# Brief
Lines before the one containing "birch tree trunk." are left out; copy that line and every later line through the end of the data exactly.
-- Begin Extracted entries --
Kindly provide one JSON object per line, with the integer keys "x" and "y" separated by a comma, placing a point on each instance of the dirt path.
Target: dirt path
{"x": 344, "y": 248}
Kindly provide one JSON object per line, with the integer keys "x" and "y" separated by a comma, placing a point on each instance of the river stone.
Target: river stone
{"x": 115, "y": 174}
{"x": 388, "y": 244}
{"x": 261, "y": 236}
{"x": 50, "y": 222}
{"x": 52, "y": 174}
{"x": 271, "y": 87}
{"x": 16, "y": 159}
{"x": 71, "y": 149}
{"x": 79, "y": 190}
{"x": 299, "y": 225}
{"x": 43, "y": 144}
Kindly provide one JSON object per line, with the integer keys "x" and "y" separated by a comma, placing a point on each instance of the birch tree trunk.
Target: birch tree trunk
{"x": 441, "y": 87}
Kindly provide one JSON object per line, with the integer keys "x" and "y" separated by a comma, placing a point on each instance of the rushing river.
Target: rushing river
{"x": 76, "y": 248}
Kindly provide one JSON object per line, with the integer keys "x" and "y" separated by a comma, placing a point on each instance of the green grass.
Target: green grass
-- End Extracted entries --
# Problem solution
Kindly provide one JSON object per line, with the integer keys "x" and "y" separated by a comma, placing a point on each instance of the birch tree trunk.
Target: birch tree trunk
{"x": 441, "y": 87}
Kindly provide one JSON object per line, with the integer keys "x" and "y" separated by a comma, placing a point on each instance of the rushing river.
Target: rushing river
{"x": 76, "y": 248}
Kindly provide one JSON object per line, with the integer keys "x" and "y" separated by a comma, placing a point on each instance of the green grass.
Target: green grass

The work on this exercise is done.